··· Page excerpt

# Show puppy clip



## cash (Aug 7, 2009)

How long should the coat be on the dogs rump in a show puppy cut? I finally got my new blades, good shampoo and will have shears soon and want to give a shot at this clip, even though he won't be shown. Right now he is the same length all over and just looks like a big fur ball. I want to give his body some definition. 

Thanks!


----------



## KPoos (Aug 29, 2009)

Oh I can't wait to hear responses on this but I'm guessing that it's going to depend on the dog itself.


----------



## bigredpoodle (Sep 13, 2009)

I do mine depending on the tail set and the topline about 2 inches tapering to the tail


----------



## cash (Aug 7, 2009)

KPoos said:


> Oh I can't wait to hear responses on this but I'm guessing that it's going to depend on the dog itself.


I'm guessing it will too, but a general range will be helpful. I know the base the tail should be shaved too.


----------



## KPoos (Aug 29, 2009)

bigredpoodle said:


> I do mine depending on the tail set and the topline about 2 inches tapering to the tail


The "jacket" on the puppy clip starts about where? Most pictures I've seen, it looks like the last rib? Does it go in further?


----------



## bigredpoodle (Sep 13, 2009)

I will get some pics of Scarlett this weekend I am working on her clip now. she has a pretty long tail so I am trying to NOT enhance that The last rib is correct. So these long bodied dogs that you see pics of would look a bit odd ..So grooming is always be about enhancing the dog itself.


----------



## cash (Aug 7, 2009)

thanks, pic's would be great! I plan on grooming Mr. Cash this weekend. You know, he must look his best for the Thanksgiving get together! Oh, wait, that means I have to do the golden and pyr too.... Anybody want to help! lol


----------



## bigredpoodle (Sep 13, 2009)

Do you have scissors? Lots of scissoring involved


----------



## cash (Aug 7, 2009)

Yes, I do have scissors, but this much scissoring will be new for me. Give me a double coated dog and I am at home!


----------



## cash (Aug 7, 2009)

bigredpoodle said:


> she has a pretty long tail so I am trying to NOT enhance that.



Cash has almost no tail. It was docked like a boxer. But I have been able to get a small pom on it.


----------



## bigredpoodle (Sep 13, 2009)

HA HA I love the scisdsoring on the poodle Sick huh?


----------



## bigredpoodle (Sep 13, 2009)

cash said:


> Cash has almost no tail. It was docked like a boxer. But I have been able to get a small pom on it.


then if you are not going to show him ? You may want to consider the all over the same length of the tail . In other words the same length all the way from base to tip You will see this on hunting dogs.


----------



## cash (Aug 7, 2009)

I have thought about that but here is my reason for keeping him in coat (the best I can). I want terribly to get back into showing dogs. I miss it terribly and want to show again. I also have found out how much I absolutely LOVE this poodle (never had a poodle before). From the sounds of it his personality is pretty typical of a poodle. So when I am able to get back into showing, I think I may want to consider a standard poodle. BUT I know there is a huge amount of grooming to keep them in show coat. SO, I want to try with Cash, to make sure that it is something that I will be able to dedicate myself to. This way, if I find that the the care it takes to keep a standard poodle in coat is more than I can handle, I can consider this when deciding on a breed to show. And also, I'm not sure how much difference it would make to the breeder, but if I could say, yes, I can keep a poodle in show coat and have him to prove, would it make a difference?

······
··· Supplied records

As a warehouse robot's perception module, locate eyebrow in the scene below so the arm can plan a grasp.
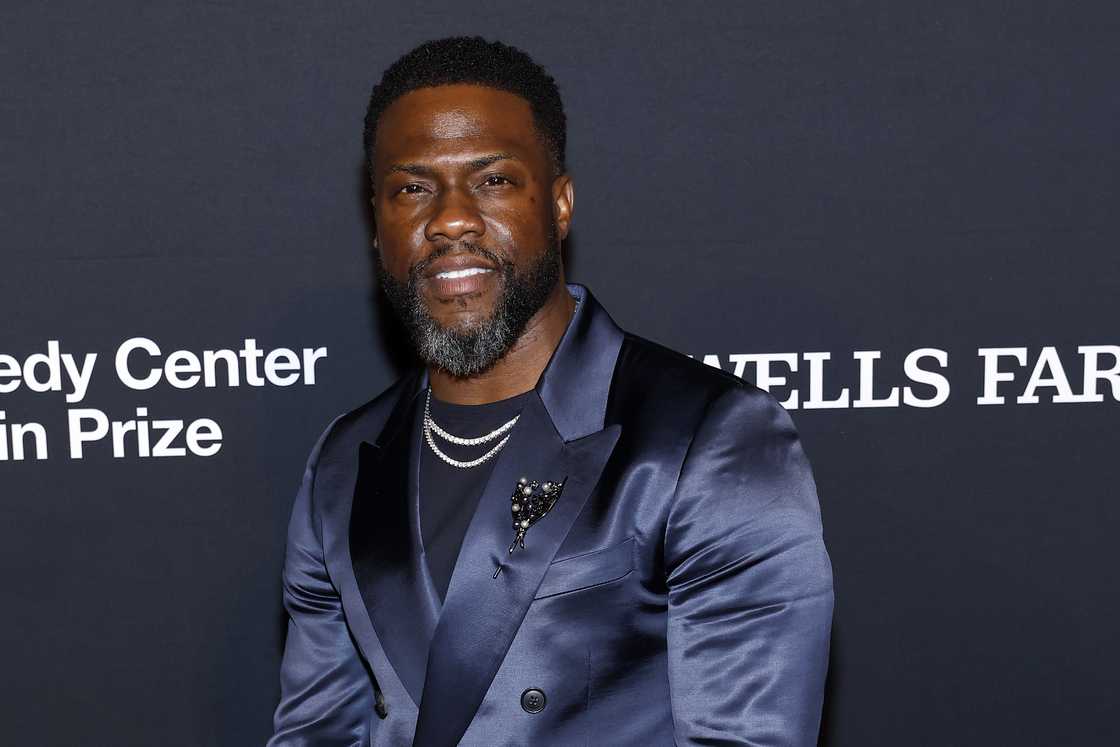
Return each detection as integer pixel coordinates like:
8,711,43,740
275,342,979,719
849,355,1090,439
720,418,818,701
389,153,521,176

······

§ Stated exercise:
In the show puppy clip thread, how long does bigredpoodle keep the coat on the rump?

§ Written response:
About 2 inches, tapering to the tail, depending on the tail set and topline.